— Task description —
Return each entry exactly, with none missing.

— Data supplied —
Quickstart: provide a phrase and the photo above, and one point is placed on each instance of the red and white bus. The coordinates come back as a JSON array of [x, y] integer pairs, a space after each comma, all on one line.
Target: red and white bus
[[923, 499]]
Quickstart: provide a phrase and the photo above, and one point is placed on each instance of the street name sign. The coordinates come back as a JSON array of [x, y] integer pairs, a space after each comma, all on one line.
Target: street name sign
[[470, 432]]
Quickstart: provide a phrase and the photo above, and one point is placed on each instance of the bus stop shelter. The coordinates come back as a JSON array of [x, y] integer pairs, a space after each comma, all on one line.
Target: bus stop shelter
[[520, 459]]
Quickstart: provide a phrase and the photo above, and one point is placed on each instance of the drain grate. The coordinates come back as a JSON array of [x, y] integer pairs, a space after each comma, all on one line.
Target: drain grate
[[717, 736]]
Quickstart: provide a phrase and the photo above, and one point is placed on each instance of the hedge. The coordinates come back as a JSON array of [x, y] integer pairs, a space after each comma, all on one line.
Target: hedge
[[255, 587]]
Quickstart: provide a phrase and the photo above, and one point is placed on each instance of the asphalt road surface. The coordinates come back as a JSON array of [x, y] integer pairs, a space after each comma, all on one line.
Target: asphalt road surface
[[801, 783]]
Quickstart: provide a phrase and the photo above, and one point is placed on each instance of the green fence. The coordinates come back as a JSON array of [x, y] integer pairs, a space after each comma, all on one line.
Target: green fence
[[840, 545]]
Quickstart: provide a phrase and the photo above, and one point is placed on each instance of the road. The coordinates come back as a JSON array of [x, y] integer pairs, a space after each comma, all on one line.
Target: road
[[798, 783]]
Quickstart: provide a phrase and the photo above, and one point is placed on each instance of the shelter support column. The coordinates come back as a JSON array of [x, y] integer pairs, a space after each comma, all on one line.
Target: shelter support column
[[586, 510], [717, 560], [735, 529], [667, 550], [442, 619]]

— Correct result —
Quickstart: provide a phrase and the photo above, and one point is placed on each instance of the red and white bus. The coordinates come back as a JSON array of [x, y] integer pairs, a space after each comma, all on one line.
Target: red and white bus
[[923, 499]]
Quickstart: provide a phrase and the photo above, and one point is placed on each instance of the street name sign. The coordinates come back as a JSON array of [x, y] integer pairs, a space after each comma, all on one line.
Target: street name sign
[[470, 432]]
Quickstart: provide a phrase and the photo above, and one point is placed on each instance of the bus stop shelter. The coordinates come back as a JSON array of [x, y] integer pairs, a space after each comma, all on one line.
Target: bus stop shelter
[[520, 459]]
Quickstart: provide a phrase and the photo above, and one point is placed on each instance of the drain grate. The coordinates come back as a JSON array of [x, y] integer pairs, a space after each comma, all on one line.
Target: drain grate
[[717, 736]]
Quickstart: provide a phrase and the photo above, and one point is placed on each instance of the hedge. The coordinates come back as a JSON array of [x, y] integer pairs, a space after each comma, all on one line.
Target: hedge
[[255, 587]]
Quickstart: provide a phrase and the photo above, and one point is placed on each instance of the asphalt road surface. The coordinates come back as a JSON array of [x, y] integer pairs, a space after each comma, all on one line.
Target: asphalt road surface
[[801, 783]]
Quickstart: provide a phrase and the photo above, and one point is placed on each instance of the green fence. The coordinates come back as a JSON array of [x, y] integer pairs, a space after each comma, all on one line.
Target: green fence
[[840, 545]]
Quickstart: provide a phrase and the photo above, and one point is placed on each instance of the road. The coordinates come back as a JSON array of [x, y] integer pairs, a space after each comma, all on one line.
Target: road
[[798, 783]]
Quickstart: provide a phrase and the photo above, and one point is placed on each instance of the shelter support column. The coordinates come back as a JSON array of [x, y] integer pairs, a space after each comma, all on one line.
Target: shelter support column
[[586, 510], [717, 560], [735, 529], [667, 550], [442, 619]]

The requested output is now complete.